### What the exercise asks
Report back every line below that carries the word "canopy".

### Stored data
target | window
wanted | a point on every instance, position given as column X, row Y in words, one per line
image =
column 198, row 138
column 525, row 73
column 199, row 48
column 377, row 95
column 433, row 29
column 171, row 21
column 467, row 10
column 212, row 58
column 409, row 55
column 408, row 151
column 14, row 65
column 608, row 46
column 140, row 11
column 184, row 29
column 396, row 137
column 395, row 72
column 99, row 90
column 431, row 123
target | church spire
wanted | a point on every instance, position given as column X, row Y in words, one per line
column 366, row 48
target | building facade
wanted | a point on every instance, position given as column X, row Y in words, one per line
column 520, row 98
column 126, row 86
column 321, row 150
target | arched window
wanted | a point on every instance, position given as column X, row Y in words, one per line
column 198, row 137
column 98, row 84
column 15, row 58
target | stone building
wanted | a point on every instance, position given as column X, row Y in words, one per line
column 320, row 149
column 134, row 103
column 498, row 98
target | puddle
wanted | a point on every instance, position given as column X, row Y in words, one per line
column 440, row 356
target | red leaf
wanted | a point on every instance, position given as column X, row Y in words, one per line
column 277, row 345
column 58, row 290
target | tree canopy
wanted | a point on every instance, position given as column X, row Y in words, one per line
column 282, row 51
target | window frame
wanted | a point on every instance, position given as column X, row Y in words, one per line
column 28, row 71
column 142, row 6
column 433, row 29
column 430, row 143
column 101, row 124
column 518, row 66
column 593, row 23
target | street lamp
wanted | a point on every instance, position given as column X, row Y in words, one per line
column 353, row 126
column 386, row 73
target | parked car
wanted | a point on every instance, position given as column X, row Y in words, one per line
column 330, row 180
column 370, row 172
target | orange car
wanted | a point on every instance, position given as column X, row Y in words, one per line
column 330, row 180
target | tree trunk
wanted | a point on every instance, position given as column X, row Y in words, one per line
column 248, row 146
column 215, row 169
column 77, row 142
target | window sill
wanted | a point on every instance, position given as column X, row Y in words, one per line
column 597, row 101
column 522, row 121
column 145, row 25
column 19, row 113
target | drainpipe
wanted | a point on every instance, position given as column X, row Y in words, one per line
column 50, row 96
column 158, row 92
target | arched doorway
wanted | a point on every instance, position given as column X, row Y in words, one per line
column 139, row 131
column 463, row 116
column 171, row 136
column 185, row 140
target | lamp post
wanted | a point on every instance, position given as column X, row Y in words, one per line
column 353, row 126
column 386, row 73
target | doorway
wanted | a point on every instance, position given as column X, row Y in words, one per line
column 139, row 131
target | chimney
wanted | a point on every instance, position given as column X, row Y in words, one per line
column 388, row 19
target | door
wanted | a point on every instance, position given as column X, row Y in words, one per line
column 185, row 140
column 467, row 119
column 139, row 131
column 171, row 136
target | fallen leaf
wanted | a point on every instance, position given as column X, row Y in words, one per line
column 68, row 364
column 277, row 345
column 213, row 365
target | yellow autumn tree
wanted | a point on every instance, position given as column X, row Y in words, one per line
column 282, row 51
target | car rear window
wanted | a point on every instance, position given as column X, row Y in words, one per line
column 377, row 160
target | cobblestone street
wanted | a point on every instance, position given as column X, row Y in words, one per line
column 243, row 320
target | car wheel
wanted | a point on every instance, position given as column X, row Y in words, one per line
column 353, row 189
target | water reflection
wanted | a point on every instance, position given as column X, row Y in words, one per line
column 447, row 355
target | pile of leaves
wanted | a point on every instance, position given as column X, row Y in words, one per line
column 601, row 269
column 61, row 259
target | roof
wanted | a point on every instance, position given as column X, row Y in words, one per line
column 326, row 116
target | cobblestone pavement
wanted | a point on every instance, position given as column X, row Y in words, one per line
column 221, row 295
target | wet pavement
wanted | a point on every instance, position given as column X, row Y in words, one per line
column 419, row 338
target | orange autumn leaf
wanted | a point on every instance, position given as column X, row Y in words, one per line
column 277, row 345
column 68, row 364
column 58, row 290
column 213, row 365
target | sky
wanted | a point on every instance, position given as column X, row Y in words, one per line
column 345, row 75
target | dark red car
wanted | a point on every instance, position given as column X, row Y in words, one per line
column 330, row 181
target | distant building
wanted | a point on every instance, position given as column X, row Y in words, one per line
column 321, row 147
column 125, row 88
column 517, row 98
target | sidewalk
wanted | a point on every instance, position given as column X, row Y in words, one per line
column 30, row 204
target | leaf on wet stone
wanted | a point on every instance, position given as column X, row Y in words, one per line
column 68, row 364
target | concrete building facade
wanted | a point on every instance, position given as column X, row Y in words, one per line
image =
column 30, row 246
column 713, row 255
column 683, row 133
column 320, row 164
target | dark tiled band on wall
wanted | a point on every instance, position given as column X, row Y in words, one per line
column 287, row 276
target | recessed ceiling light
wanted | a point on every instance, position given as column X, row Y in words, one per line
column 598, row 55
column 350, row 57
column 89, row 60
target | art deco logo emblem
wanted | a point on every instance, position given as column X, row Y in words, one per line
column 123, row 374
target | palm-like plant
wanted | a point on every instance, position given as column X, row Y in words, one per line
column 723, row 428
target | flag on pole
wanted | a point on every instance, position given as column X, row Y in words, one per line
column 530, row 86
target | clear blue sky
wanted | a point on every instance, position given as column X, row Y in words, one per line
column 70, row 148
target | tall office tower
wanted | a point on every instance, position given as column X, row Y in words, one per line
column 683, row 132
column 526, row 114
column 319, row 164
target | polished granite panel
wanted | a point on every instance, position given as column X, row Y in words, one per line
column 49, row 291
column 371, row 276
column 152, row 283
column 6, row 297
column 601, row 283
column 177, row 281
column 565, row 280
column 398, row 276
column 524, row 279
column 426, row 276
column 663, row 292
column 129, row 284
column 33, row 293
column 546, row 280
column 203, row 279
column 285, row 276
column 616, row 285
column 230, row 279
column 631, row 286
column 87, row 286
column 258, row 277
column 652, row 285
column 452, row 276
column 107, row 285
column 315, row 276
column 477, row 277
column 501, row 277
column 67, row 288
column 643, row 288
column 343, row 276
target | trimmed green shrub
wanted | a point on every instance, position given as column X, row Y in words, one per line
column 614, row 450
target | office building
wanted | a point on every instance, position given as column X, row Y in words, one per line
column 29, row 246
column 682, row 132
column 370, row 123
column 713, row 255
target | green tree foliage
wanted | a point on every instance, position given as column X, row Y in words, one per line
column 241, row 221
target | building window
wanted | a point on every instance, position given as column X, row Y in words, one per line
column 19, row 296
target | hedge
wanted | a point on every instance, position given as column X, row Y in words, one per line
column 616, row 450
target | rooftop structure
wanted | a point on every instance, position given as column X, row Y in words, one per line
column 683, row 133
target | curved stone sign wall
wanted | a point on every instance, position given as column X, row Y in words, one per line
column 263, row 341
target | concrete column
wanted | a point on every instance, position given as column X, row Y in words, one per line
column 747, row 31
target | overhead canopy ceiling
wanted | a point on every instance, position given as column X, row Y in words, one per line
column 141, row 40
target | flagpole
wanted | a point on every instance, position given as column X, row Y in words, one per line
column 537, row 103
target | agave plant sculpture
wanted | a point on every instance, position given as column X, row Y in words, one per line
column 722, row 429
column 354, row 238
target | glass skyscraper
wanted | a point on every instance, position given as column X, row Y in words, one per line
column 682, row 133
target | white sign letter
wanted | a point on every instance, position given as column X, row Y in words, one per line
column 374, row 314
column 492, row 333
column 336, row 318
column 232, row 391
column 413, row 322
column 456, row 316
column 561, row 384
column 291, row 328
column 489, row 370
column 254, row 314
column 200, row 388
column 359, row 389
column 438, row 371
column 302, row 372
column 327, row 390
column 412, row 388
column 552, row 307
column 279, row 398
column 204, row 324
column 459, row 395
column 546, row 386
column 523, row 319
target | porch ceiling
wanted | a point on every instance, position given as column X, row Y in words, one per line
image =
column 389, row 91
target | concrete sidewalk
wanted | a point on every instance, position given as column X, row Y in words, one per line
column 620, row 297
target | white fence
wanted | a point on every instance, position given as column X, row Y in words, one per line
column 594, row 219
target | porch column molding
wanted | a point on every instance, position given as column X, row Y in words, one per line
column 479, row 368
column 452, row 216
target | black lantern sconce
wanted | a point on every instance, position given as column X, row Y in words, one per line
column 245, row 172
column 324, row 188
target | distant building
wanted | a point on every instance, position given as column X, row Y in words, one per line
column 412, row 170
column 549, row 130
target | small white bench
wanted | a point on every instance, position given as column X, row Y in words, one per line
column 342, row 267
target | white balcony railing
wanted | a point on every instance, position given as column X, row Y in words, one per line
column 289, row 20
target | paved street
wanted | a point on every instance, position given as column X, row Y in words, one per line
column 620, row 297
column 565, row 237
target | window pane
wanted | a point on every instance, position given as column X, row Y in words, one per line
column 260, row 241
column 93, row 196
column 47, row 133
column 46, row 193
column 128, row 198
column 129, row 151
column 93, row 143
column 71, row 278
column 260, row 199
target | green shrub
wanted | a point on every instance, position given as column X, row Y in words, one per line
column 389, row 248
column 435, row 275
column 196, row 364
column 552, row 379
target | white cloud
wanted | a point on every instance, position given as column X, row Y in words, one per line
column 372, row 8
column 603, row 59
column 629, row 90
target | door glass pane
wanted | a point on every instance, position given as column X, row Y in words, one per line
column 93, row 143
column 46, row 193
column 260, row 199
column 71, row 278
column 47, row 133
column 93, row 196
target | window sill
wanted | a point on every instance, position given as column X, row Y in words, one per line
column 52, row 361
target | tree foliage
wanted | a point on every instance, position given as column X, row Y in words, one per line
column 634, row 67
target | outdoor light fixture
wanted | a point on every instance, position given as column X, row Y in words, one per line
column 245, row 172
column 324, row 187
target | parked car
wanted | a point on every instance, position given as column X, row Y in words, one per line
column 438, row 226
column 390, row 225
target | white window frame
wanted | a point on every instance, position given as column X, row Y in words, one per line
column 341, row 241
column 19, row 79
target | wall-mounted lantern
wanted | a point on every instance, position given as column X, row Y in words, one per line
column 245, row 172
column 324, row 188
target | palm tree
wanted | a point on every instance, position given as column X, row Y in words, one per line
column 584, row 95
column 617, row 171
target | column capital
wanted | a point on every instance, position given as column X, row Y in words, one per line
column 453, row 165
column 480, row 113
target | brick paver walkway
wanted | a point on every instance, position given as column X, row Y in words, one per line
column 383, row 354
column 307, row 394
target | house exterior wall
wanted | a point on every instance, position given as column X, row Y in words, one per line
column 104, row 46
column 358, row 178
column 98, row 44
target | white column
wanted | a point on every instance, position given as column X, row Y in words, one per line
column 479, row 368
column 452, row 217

### Exercise output
target | tree canopy
target | overhead canopy ceiling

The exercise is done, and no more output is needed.